[Rows taken from a segmentation dataset]
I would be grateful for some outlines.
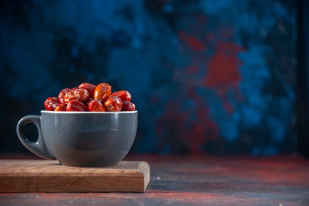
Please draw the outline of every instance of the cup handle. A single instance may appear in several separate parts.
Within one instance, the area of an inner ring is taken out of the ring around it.
[[[32,153],[43,158],[55,160],[56,159],[48,151],[43,139],[40,121],[40,116],[39,115],[28,115],[23,117],[17,123],[17,136],[24,146]],[[35,142],[29,141],[25,133],[24,126],[28,123],[34,124],[38,129],[39,135]]]

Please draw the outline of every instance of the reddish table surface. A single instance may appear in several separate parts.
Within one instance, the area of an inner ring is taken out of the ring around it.
[[[309,160],[299,155],[139,155],[125,160],[150,165],[145,193],[2,193],[0,206],[309,206]]]

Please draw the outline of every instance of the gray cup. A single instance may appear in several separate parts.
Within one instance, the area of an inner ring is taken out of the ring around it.
[[[28,140],[24,126],[34,124],[38,137]],[[21,118],[16,126],[19,140],[28,150],[71,166],[110,166],[127,155],[135,138],[137,111],[53,112]]]

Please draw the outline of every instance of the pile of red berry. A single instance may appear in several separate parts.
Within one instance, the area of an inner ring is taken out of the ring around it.
[[[44,102],[47,111],[82,112],[118,112],[133,111],[131,94],[126,90],[112,93],[107,83],[97,85],[82,83],[77,87],[66,88],[57,97],[48,97]]]

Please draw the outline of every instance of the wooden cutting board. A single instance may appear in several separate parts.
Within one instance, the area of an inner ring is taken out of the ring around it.
[[[0,192],[145,192],[150,180],[146,162],[73,167],[57,161],[0,160]]]

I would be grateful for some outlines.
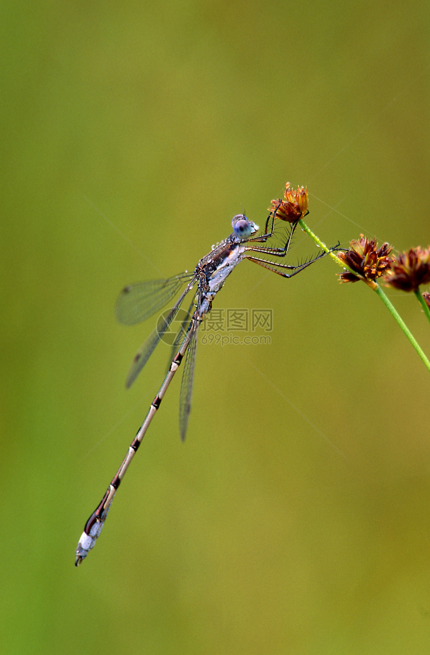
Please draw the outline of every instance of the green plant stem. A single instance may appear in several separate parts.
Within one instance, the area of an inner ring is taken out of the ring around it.
[[[376,284],[376,286],[375,287],[375,293],[380,297],[382,302],[384,303],[384,305],[388,309],[389,312],[391,313],[393,318],[397,321],[397,323],[400,326],[401,328],[403,330],[403,332],[404,333],[405,335],[408,337],[408,339],[412,343],[412,346],[414,346],[415,350],[417,351],[417,352],[421,357],[421,360],[425,364],[427,368],[429,369],[429,371],[430,371],[430,362],[429,362],[429,360],[427,360],[427,357],[424,354],[424,352],[421,350],[420,344],[412,334],[410,330],[409,329],[406,323],[401,316],[400,314],[395,309],[395,307],[393,305],[391,305],[391,303],[388,299],[384,292],[382,291],[379,284]]]
[[[339,257],[337,256],[337,255],[335,254],[335,253],[331,251],[330,248],[328,248],[326,244],[322,241],[321,241],[321,240],[319,238],[316,234],[314,234],[312,230],[309,229],[309,228],[307,227],[307,225],[306,225],[306,223],[305,223],[305,221],[303,220],[302,218],[300,219],[298,223],[299,225],[303,231],[303,232],[305,232],[306,234],[308,234],[311,237],[311,238],[315,242],[319,248],[321,248],[321,250],[324,250],[324,252],[326,252],[328,255],[330,255],[332,259],[334,259],[336,263],[338,263],[339,266],[342,267],[342,269],[348,269],[349,271],[351,271],[351,269],[349,269],[349,267],[347,266],[347,265],[346,265],[344,262],[343,262],[341,259],[340,259]],[[351,271],[351,272],[353,273],[354,272],[353,271]]]
[[[423,310],[424,311],[424,314],[425,314],[425,316],[428,318],[429,322],[430,322],[430,309],[429,309],[428,305],[427,304],[427,303],[425,302],[425,301],[423,298],[422,295],[421,295],[421,293],[420,293],[419,289],[417,289],[417,290],[414,293],[415,293],[416,296],[417,297],[418,302],[422,306]]]

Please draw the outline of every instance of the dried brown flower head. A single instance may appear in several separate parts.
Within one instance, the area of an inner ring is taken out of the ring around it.
[[[297,191],[291,189],[290,183],[285,185],[284,200],[280,198],[273,200],[269,208],[269,212],[276,210],[275,216],[281,221],[296,223],[307,212],[307,189],[299,187]]]
[[[402,291],[418,291],[420,284],[430,282],[430,246],[411,248],[407,252],[394,257],[390,270],[387,271],[387,286]]]
[[[369,241],[367,236],[360,234],[359,240],[353,240],[349,245],[349,250],[338,253],[338,257],[355,272],[345,271],[340,273],[341,282],[373,280],[390,267],[392,257],[388,255],[393,248],[389,244],[383,243],[378,248],[376,239]]]

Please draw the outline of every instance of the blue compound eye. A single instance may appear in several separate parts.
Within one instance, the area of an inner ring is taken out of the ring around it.
[[[252,228],[249,221],[246,220],[243,214],[238,214],[231,221],[233,229],[236,236],[239,239],[247,239],[252,234]]]

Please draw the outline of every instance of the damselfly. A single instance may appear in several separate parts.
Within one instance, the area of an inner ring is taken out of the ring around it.
[[[246,218],[244,214],[238,214],[232,221],[233,233],[203,257],[192,273],[184,272],[167,280],[132,284],[125,287],[120,294],[117,303],[117,316],[121,323],[133,324],[148,318],[161,310],[179,291],[181,287],[186,284],[173,309],[162,318],[156,329],[148,337],[134,358],[127,380],[127,386],[130,386],[147,362],[157,345],[166,334],[169,326],[176,316],[184,299],[195,288],[186,318],[182,322],[179,335],[182,339],[182,343],[178,342],[180,345],[173,357],[164,382],[152,402],[146,417],[130,444],[121,466],[109,484],[102,502],[87,521],[76,550],[76,566],[87,557],[100,534],[117,489],[142,443],[149,423],[160,406],[167,387],[187,350],[180,392],[179,409],[180,432],[181,438],[183,440],[185,439],[191,409],[199,326],[210,311],[214,298],[235,267],[243,259],[248,259],[283,277],[290,278],[326,254],[325,252],[320,253],[313,259],[297,266],[265,259],[266,256],[281,259],[285,257],[298,225],[297,222],[292,224],[282,247],[258,245],[265,243],[273,236],[275,216],[281,204],[280,202],[279,205],[269,215],[264,233],[260,236],[256,234],[259,230],[258,225]],[[298,217],[300,218],[300,214]],[[336,250],[338,246],[334,246],[331,250]]]

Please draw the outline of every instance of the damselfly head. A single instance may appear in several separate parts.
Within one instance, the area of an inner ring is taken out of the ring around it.
[[[233,229],[236,236],[244,241],[249,238],[258,230],[258,225],[256,225],[252,221],[248,221],[243,214],[238,214],[234,217],[231,221]]]

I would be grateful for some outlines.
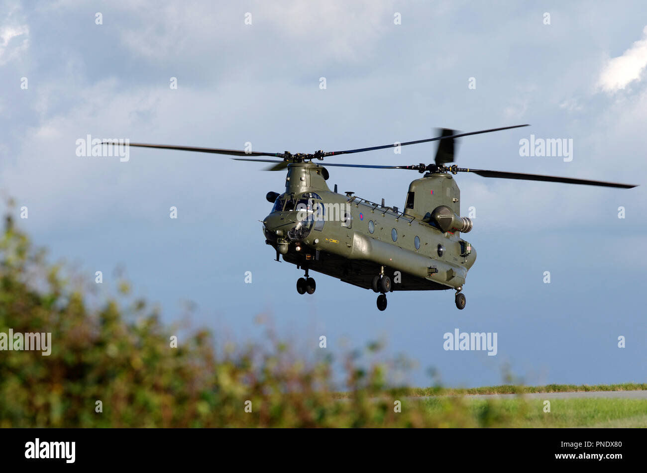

**TASK:** Return each line of the items above that contains the word "head".

**FINISHED EXERCISE:**
Please draw the outline of every instance of the dried brown flower head. A single instance may appear in several separate parts.
Please draw the outline of every instance of the damselfly head. A single instance may appear in several separate parts.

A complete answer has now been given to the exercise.